According to the EEOC comment letter, what does the draft Navigation and Vessel Inspection Circular establish?
--- EXTRACT Enclosed Below ---
The U.S. Equal Employment Opportunity Commission

EEOC Office of Legal Counsel staff members wrote the following letter to respond to a request for public comment from a federal agency or department. This letter is an informal discussion of the noted issue and does not constitute an official opinion of the Commission.


ADA: Individualized Assessment --- Reasonable Accommodation --- U.S. DOT Navigation and Vessel Inspection Circular

November 22, 2006

Mr. Jeffrey G. Lantz
Director
National & International Standards
Assistant Commandant for Prevention
c/o Docket Management Facility
US Department of Transportation
400 7th Street, S.W.
Washington, DC 20590-0001

Re: Medical and Physical Evaluation Guidelines for Merchant Mariner Credentials Docket No. USCG-2006-25080

Dear Mr. Lantz:

We are submitting the following brief comment on behalf of the Equal Employment Opportunity Commission (EEOC or Commission), in response to the notice of availability and request for comment on the draft Navigation and Vessel Inspection Circular (Circular) concerning the medical and physical evaluation guidelines for merchant mariner credentials, 71 Fed. Reg. 56,998 (Sept. 28, 2006). The Circular establishes detailed guidelines for use in determining whether applicants for merchant marine credentials and current credential holders are medically and physically fit for duty. The Commission is the federal agency responsible for enforcement of, among other federal laws, Title I of the Americans with Disabilities Act, 42 U.S.C. § 12101 et seq. (ADA), which prohibits employment discrimination against persons with disabilities.
--- End of Enclosed EXTRACT ---
--- PROVIDED DATA Enclosed Below ---
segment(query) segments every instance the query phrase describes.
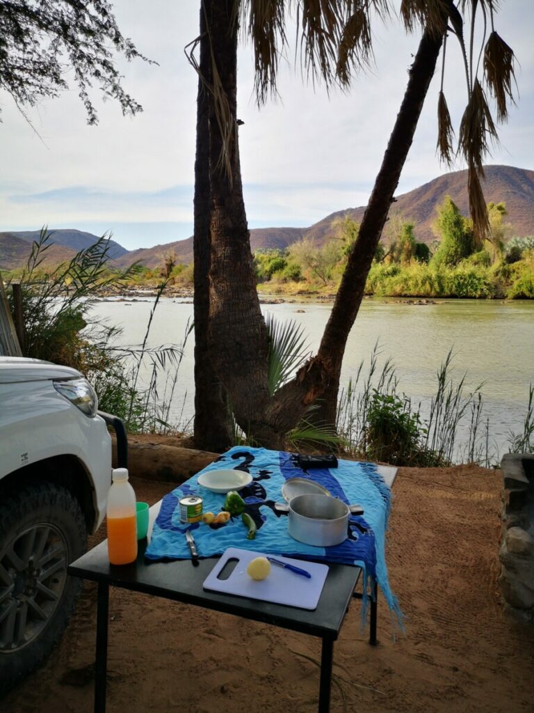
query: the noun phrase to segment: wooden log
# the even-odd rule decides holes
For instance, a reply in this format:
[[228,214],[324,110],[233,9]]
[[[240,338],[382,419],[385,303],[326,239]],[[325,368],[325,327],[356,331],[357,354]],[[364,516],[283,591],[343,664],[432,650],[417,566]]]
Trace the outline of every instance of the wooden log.
[[1,275],[0,275],[0,355],[22,356],[22,351],[16,336]]
[[[113,438],[113,466],[117,448]],[[211,463],[219,453],[164,443],[128,440],[128,471],[134,477],[180,483]]]
[[11,284],[13,290],[13,317],[16,329],[16,336],[19,337],[19,344],[21,352],[24,353],[24,342],[26,334],[24,331],[24,313],[22,308],[22,288],[20,282],[13,282]]

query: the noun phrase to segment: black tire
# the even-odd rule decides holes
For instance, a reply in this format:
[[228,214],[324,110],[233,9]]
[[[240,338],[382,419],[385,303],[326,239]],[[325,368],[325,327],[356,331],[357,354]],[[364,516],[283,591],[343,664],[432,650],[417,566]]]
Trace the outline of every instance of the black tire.
[[63,632],[81,588],[67,566],[87,546],[78,501],[51,483],[0,501],[0,696],[33,671]]

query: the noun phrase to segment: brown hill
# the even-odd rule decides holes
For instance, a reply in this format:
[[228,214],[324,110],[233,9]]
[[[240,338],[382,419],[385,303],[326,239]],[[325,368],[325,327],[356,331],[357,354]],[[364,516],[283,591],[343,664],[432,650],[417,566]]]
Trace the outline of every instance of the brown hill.
[[[534,171],[513,166],[486,166],[482,188],[487,202],[503,201],[506,204],[511,237],[534,235]],[[451,196],[464,215],[469,215],[466,170],[446,173],[399,195],[392,210],[415,222],[419,240],[431,242],[435,237],[431,225],[436,218],[436,207],[446,195]],[[323,242],[335,230],[335,223],[340,219],[348,217],[361,221],[365,210],[362,206],[331,213],[312,225],[305,235]]]
[[[300,240],[307,228],[301,227],[261,227],[251,230],[251,247],[255,250],[269,250],[284,248],[292,242]],[[147,267],[157,267],[163,265],[165,258],[172,255],[177,262],[189,264],[193,260],[193,238],[176,240],[154,247],[142,247],[132,250],[115,260],[120,267],[126,267],[140,260]]]
[[[511,225],[511,237],[534,235],[534,171],[513,166],[486,166],[483,188],[488,202],[503,201],[506,204],[508,212],[506,220]],[[446,173],[399,195],[392,210],[404,219],[415,222],[415,233],[419,240],[431,242],[435,237],[431,225],[436,218],[436,208],[446,195],[451,196],[464,215],[468,215],[466,170]],[[284,248],[304,237],[321,244],[337,232],[337,224],[340,220],[350,217],[361,221],[365,210],[365,206],[338,210],[308,228],[252,230],[251,247],[253,252]],[[162,264],[166,255],[173,254],[179,262],[190,262],[193,259],[192,238],[135,250],[123,255],[117,262],[118,265],[125,265],[134,260],[140,260],[147,266],[155,267]]]
[[[511,225],[510,235],[534,235],[534,171],[513,166],[486,166],[486,180],[483,183],[484,195],[488,202],[503,201],[506,204],[508,215],[507,221]],[[393,204],[392,210],[404,219],[415,222],[415,234],[419,240],[431,242],[434,235],[431,225],[436,217],[436,207],[443,201],[446,195],[450,195],[464,215],[468,215],[467,198],[467,171],[454,171],[439,176],[429,183],[397,198]],[[321,244],[331,237],[337,231],[337,223],[345,217],[361,221],[365,210],[365,206],[357,208],[345,208],[330,213],[326,217],[315,223],[310,227],[265,227],[251,230],[251,246],[253,252],[258,250],[284,248],[291,243],[306,237]],[[69,238],[76,233],[76,237],[85,238],[88,233],[80,231],[58,231],[58,237]],[[9,269],[21,265],[28,254],[28,244],[18,237],[22,233],[0,233],[0,267]],[[4,236],[9,236],[9,238]],[[26,240],[29,234],[23,234]],[[95,240],[96,236],[91,236]],[[19,242],[14,243],[14,240]],[[53,250],[59,248],[54,245],[50,249],[48,262],[55,258]],[[66,250],[63,248],[59,260],[66,259]],[[123,250],[117,245],[117,252]],[[24,252],[26,251],[26,252]],[[21,255],[23,257],[21,259]],[[116,253],[115,253],[116,255]],[[165,258],[174,255],[178,262],[190,263],[193,260],[193,239],[176,240],[154,247],[140,248],[137,250],[125,252],[117,256],[115,264],[120,267],[131,265],[136,260],[140,261],[148,267],[162,265]],[[10,257],[11,256],[11,257]],[[71,257],[69,254],[68,257]]]
[[[11,232],[0,232],[0,270],[23,267],[30,257],[31,247],[27,240]],[[52,245],[42,253],[43,265],[55,265],[70,260],[76,251],[65,245]]]

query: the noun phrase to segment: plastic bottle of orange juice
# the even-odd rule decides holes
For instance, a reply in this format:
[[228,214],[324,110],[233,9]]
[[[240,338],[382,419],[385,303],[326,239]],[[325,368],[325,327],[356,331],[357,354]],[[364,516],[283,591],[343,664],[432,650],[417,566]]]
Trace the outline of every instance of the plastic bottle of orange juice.
[[135,493],[125,468],[115,468],[108,494],[108,551],[112,565],[127,565],[137,556]]

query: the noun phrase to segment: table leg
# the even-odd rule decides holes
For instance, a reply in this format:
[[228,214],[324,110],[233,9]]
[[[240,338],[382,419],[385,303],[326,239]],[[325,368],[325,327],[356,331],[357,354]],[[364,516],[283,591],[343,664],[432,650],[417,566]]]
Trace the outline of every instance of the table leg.
[[108,674],[108,612],[109,602],[109,585],[105,582],[99,582],[96,610],[95,713],[105,713],[105,687]]
[[332,661],[333,656],[333,641],[330,639],[323,639],[323,649],[321,650],[320,683],[319,685],[319,713],[329,713],[330,709]]
[[377,606],[378,597],[378,585],[376,582],[372,585],[372,595],[371,597],[371,622],[369,632],[369,643],[375,646],[377,641]]

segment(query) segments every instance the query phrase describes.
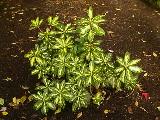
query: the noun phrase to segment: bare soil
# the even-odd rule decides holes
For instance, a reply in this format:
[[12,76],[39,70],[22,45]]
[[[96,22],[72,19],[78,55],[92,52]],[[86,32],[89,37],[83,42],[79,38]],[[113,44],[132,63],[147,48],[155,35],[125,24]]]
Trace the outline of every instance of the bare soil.
[[[26,101],[18,108],[9,105],[13,97],[34,92],[36,76],[30,75],[24,54],[34,47],[37,31],[29,31],[30,21],[38,16],[60,16],[64,22],[85,16],[89,6],[95,14],[105,14],[103,25],[108,35],[102,47],[114,55],[129,51],[141,58],[145,72],[133,92],[106,90],[103,104],[90,105],[76,113],[71,105],[59,114],[50,112],[49,120],[160,120],[160,10],[141,0],[1,0],[0,1],[0,97],[5,99],[7,116],[2,120],[46,120],[33,103]],[[149,94],[149,99],[143,93]],[[108,113],[104,113],[107,110]],[[77,118],[78,113],[82,116]]]

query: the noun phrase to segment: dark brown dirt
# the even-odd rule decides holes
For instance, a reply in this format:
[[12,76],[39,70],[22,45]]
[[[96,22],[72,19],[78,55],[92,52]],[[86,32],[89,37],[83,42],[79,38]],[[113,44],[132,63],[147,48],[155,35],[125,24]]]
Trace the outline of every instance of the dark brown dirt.
[[[0,1],[0,97],[5,99],[9,114],[5,120],[42,120],[44,116],[26,103],[18,109],[8,104],[13,97],[29,95],[36,86],[36,76],[30,75],[28,61],[23,57],[35,44],[36,31],[29,31],[30,20],[38,16],[47,18],[59,15],[64,22],[84,16],[92,5],[95,14],[105,14],[103,25],[108,34],[102,47],[115,55],[125,51],[141,58],[145,70],[140,77],[143,91],[149,93],[145,100],[139,90],[112,93],[110,98],[96,108],[90,105],[72,113],[70,105],[51,120],[160,120],[160,11],[140,0],[1,0]],[[9,81],[6,81],[7,79]],[[29,87],[25,90],[24,87]],[[128,95],[128,96],[127,96]],[[138,106],[135,105],[136,101]],[[109,113],[104,114],[108,109]]]

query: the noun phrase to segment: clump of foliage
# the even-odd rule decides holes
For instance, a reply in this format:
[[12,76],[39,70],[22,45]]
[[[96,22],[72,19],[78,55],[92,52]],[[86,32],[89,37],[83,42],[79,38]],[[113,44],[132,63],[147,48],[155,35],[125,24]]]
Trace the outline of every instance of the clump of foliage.
[[[42,19],[31,21],[31,29],[40,29]],[[96,36],[104,36],[100,27],[104,16],[93,16],[92,7],[88,16],[63,24],[59,17],[49,17],[45,31],[38,34],[35,49],[25,55],[43,85],[39,85],[35,108],[47,114],[49,109],[60,112],[66,101],[72,103],[72,110],[87,107],[92,100],[100,105],[104,94],[100,88],[112,87],[117,90],[132,90],[142,69],[136,64],[140,59],[131,60],[126,52],[124,58],[112,59],[111,53],[100,48]],[[94,92],[93,92],[94,89]],[[96,91],[96,92],[95,92]]]
[[151,4],[160,8],[160,0],[145,0],[145,1],[147,1],[147,2],[149,2],[149,3],[151,3]]

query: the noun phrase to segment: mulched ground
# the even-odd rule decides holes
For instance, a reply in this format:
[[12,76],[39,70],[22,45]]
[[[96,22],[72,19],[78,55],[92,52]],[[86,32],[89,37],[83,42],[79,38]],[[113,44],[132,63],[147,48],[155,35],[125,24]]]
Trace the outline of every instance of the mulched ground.
[[[68,105],[62,113],[49,113],[50,120],[160,120],[160,10],[140,0],[1,0],[0,1],[0,97],[5,99],[9,114],[5,120],[46,120],[28,101],[19,108],[8,104],[13,97],[29,95],[38,82],[30,75],[29,62],[23,57],[34,47],[36,31],[29,31],[31,19],[58,15],[64,22],[73,21],[86,14],[92,5],[95,14],[105,14],[103,25],[108,35],[102,47],[114,55],[131,52],[141,58],[145,72],[140,77],[140,88],[131,95],[118,92],[106,96],[97,108],[90,105],[72,113]],[[109,93],[109,90],[107,93]],[[104,113],[108,110],[108,113]],[[80,114],[79,114],[80,115]]]

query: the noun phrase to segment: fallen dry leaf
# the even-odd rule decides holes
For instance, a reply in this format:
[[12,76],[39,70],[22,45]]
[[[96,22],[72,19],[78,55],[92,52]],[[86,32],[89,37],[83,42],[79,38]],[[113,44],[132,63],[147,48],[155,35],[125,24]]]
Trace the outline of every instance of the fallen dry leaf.
[[133,110],[131,106],[128,107],[128,113],[133,114]]
[[155,52],[153,52],[153,56],[154,56],[154,57],[157,57],[158,55],[157,55]]

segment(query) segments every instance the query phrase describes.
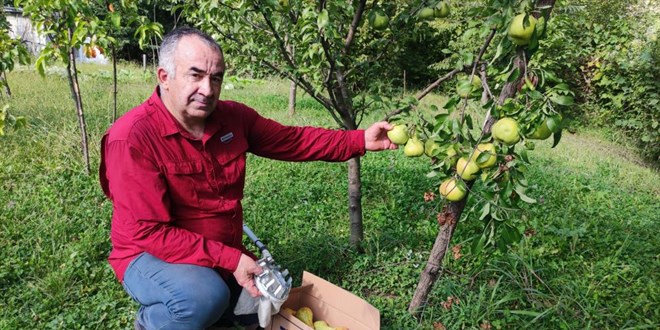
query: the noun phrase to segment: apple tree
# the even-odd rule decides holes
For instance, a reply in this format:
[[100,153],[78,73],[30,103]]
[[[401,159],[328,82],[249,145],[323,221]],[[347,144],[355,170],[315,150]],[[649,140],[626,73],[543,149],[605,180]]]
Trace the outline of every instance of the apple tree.
[[[466,3],[463,3],[466,4]],[[357,128],[367,111],[393,109],[404,154],[430,157],[437,180],[440,232],[409,305],[417,313],[441,271],[441,261],[470,195],[476,199],[483,234],[475,249],[505,247],[522,233],[512,210],[535,200],[526,194],[525,173],[533,140],[561,138],[560,109],[572,93],[556,75],[535,65],[554,0],[482,0],[452,15],[451,1],[188,1],[183,17],[220,40],[233,63],[260,65],[286,77],[327,110],[339,127]],[[448,69],[414,97],[387,99],[381,63],[396,41],[432,20],[464,20]],[[478,43],[475,43],[479,39]],[[291,43],[298,50],[287,52]],[[445,63],[446,64],[446,63]],[[442,106],[419,101],[452,84]],[[468,106],[478,108],[468,111]],[[430,114],[430,115],[429,115]],[[479,119],[477,119],[479,118]],[[478,125],[477,120],[483,124]],[[394,134],[394,132],[392,132]],[[351,242],[362,239],[360,162],[349,162]]]
[[30,55],[27,48],[20,39],[12,38],[10,35],[10,26],[4,13],[0,14],[0,87],[3,87],[5,94],[11,97],[11,88],[7,81],[7,72],[14,69],[16,61],[27,65],[30,62]]
[[[94,57],[97,49],[103,49],[103,47],[97,46],[114,46],[116,39],[111,33],[121,24],[121,13],[114,13],[114,5],[111,6],[110,3],[86,0],[15,0],[14,3],[23,9],[39,33],[48,39],[46,47],[41,51],[35,63],[39,74],[45,75],[48,63],[62,61],[66,65],[71,97],[76,107],[80,128],[85,171],[89,174],[89,143],[82,94],[78,82],[78,69],[76,68],[76,51],[83,47],[87,54]],[[109,14],[99,15],[99,9],[105,11],[106,6]],[[124,14],[127,14],[126,18],[141,24],[138,28],[141,43],[147,38],[148,32],[159,33],[158,24],[150,23],[146,18],[139,19],[135,14],[137,13],[135,1],[121,1],[119,7],[122,8]]]
[[17,7],[23,8],[28,16],[49,40],[36,60],[37,71],[44,76],[46,64],[61,60],[66,64],[67,78],[71,97],[75,103],[80,128],[81,146],[86,173],[90,173],[89,144],[87,142],[87,125],[78,83],[76,68],[76,50],[86,43],[88,37],[102,33],[103,27],[94,18],[90,1],[67,0],[15,0]]
[[[405,125],[410,137],[404,139],[407,156],[425,153],[431,158],[428,176],[437,179],[442,196],[437,214],[440,232],[408,308],[413,314],[426,304],[441,273],[468,196],[474,196],[484,225],[473,240],[473,252],[486,245],[505,248],[522,237],[511,212],[535,203],[526,194],[528,150],[534,149],[533,140],[552,136],[553,147],[559,143],[560,109],[573,104],[567,85],[534,62],[554,4],[554,0],[488,0],[468,9],[463,36],[482,39],[481,44],[457,49],[450,59],[454,69],[417,99],[445,82],[454,84],[454,94],[441,108],[399,109],[388,116]],[[478,109],[468,111],[469,106]],[[477,118],[482,117],[483,124],[477,126]],[[409,145],[423,146],[424,152],[405,152]]]

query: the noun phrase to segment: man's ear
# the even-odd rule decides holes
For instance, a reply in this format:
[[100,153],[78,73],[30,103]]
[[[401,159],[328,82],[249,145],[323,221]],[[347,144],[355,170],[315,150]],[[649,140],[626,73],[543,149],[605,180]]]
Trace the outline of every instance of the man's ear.
[[167,70],[164,68],[158,68],[156,75],[158,76],[158,84],[161,88],[165,90],[169,89],[170,75],[167,73]]

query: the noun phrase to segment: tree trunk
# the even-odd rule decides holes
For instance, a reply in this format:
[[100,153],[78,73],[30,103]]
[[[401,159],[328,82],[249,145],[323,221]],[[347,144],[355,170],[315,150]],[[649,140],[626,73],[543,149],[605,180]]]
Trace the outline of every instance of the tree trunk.
[[[472,183],[473,182],[470,182],[468,187],[471,187]],[[445,253],[447,253],[449,243],[451,242],[451,238],[454,235],[454,230],[456,229],[456,224],[461,217],[461,213],[465,208],[466,201],[467,198],[463,198],[463,200],[459,202],[449,203],[445,205],[442,213],[438,215],[440,232],[435,239],[429,260],[426,262],[426,267],[424,268],[424,271],[419,278],[413,299],[410,301],[410,305],[408,306],[408,312],[411,314],[417,313],[419,308],[426,304],[426,300],[429,292],[431,291],[431,288],[433,287],[433,283],[435,283],[435,281],[438,279],[438,276],[440,275],[440,270],[442,269],[442,260],[445,257]]]
[[[69,28],[69,41],[71,41],[72,31]],[[87,125],[85,124],[85,113],[83,111],[82,96],[80,95],[80,85],[78,84],[78,70],[76,68],[76,57],[74,49],[69,48],[69,63],[67,63],[67,74],[69,78],[69,87],[71,88],[71,97],[76,104],[76,113],[78,114],[78,125],[80,126],[81,145],[83,150],[83,160],[85,162],[85,173],[89,175],[89,144],[87,143]]]
[[298,86],[295,81],[289,83],[289,116],[296,114],[296,91]]
[[112,48],[112,86],[113,92],[112,95],[112,122],[114,123],[117,120],[117,51],[115,45],[111,46]]
[[[548,7],[548,12],[546,15],[549,17],[550,12],[554,7],[554,4],[555,4],[555,0],[540,0],[539,3],[537,3],[537,6],[541,8]],[[536,12],[535,16],[538,17],[539,13]],[[548,17],[546,17],[546,21]],[[525,56],[526,56],[525,51],[519,50],[516,54],[516,58],[514,59],[515,65],[523,70],[525,69],[525,66],[527,64],[525,61]],[[518,92],[517,86],[520,83],[520,81],[522,81],[522,79],[523,77],[521,75],[519,79],[506,83],[503,86],[502,91],[500,92],[498,103],[501,104],[507,98],[514,97]],[[486,123],[484,124],[483,131],[490,132],[490,128],[493,125],[493,122],[494,119],[490,117],[489,120],[486,121]],[[420,276],[420,280],[417,284],[417,288],[415,289],[413,299],[411,300],[410,305],[408,306],[408,312],[410,312],[413,315],[419,313],[419,311],[421,310],[420,307],[427,304],[428,294],[431,291],[433,284],[441,274],[440,270],[442,269],[441,267],[442,261],[444,260],[445,254],[447,252],[447,248],[449,247],[449,243],[451,242],[451,238],[454,235],[456,224],[458,223],[458,220],[461,218],[461,215],[463,214],[463,210],[465,209],[465,203],[469,197],[470,187],[472,186],[473,183],[474,181],[468,183],[468,191],[466,193],[465,198],[463,198],[463,200],[459,202],[447,203],[443,207],[442,212],[438,215],[438,222],[441,226],[440,232],[438,233],[436,241],[433,245],[433,249],[431,250],[431,255],[429,256],[429,260],[426,264],[426,267],[424,268]]]
[[2,85],[5,86],[5,93],[7,94],[7,97],[11,97],[11,88],[9,88],[9,80],[7,80],[7,72],[2,71],[2,75],[0,76],[2,78]]
[[360,157],[348,161],[348,215],[351,221],[351,246],[360,250],[364,239],[362,227],[362,180]]
[[[287,44],[286,45],[286,52],[289,53],[289,56],[293,58],[293,45],[289,43],[289,35],[287,34],[286,37],[284,38],[284,42]],[[289,82],[289,116],[293,116],[296,114],[296,91],[298,90],[298,86],[296,85],[296,82],[291,80]]]

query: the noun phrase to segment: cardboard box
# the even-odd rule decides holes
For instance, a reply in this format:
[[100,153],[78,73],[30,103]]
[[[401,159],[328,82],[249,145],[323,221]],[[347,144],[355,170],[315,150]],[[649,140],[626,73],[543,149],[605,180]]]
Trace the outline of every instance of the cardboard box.
[[308,272],[303,272],[302,285],[292,288],[289,299],[273,316],[270,330],[309,330],[284,308],[298,310],[307,306],[314,312],[314,321],[324,320],[331,327],[349,330],[379,330],[380,311],[352,293]]

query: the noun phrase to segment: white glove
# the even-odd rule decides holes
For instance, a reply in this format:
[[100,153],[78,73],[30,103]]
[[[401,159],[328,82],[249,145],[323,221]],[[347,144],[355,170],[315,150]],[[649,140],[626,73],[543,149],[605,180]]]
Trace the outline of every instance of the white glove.
[[273,315],[280,311],[280,307],[282,307],[284,301],[286,301],[286,297],[282,300],[270,299],[264,295],[254,298],[247,290],[243,289],[234,308],[234,314],[245,315],[257,313],[259,314],[259,326],[265,328],[270,324]]

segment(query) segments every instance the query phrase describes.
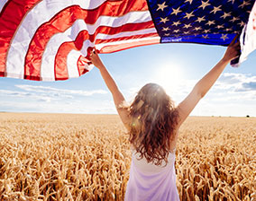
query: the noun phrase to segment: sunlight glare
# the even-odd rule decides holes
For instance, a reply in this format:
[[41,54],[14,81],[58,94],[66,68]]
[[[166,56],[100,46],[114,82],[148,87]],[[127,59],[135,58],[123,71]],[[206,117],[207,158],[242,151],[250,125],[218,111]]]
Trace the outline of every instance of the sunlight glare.
[[182,80],[183,72],[177,64],[164,64],[157,69],[156,81],[168,93],[177,92]]

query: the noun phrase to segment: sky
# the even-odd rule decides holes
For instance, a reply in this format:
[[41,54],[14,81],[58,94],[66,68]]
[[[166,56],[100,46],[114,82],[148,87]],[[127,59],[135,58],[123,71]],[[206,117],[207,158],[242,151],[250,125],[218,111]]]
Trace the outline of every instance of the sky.
[[[224,47],[159,44],[100,55],[128,102],[148,83],[178,105],[223,57]],[[37,82],[0,78],[0,111],[116,114],[97,68],[79,78]],[[240,67],[227,66],[193,116],[256,117],[256,51]]]

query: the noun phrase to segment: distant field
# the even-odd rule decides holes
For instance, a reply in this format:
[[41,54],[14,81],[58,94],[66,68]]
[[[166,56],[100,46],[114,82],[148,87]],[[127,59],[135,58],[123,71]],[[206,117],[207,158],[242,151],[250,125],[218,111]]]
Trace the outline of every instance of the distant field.
[[[123,200],[131,162],[116,115],[0,113],[0,200]],[[256,118],[189,118],[180,200],[256,201]]]

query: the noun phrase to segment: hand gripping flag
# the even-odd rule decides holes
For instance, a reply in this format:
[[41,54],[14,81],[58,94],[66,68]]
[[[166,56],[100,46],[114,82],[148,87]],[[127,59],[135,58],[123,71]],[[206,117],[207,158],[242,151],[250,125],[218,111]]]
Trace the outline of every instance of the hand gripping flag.
[[255,0],[1,0],[0,76],[66,80],[111,53],[169,42],[256,48]]

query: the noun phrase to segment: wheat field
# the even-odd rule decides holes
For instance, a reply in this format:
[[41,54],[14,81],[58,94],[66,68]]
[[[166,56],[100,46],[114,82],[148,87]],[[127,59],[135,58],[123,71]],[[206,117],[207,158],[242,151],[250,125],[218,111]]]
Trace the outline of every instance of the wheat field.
--- End of Enclosed PROVIDED DATA ---
SOLUTION TO THE EXERCISE: It establishes detailed guidelines for determining whether applicants for merchant marine credentials and current credential holders are medically and physically fit for duty.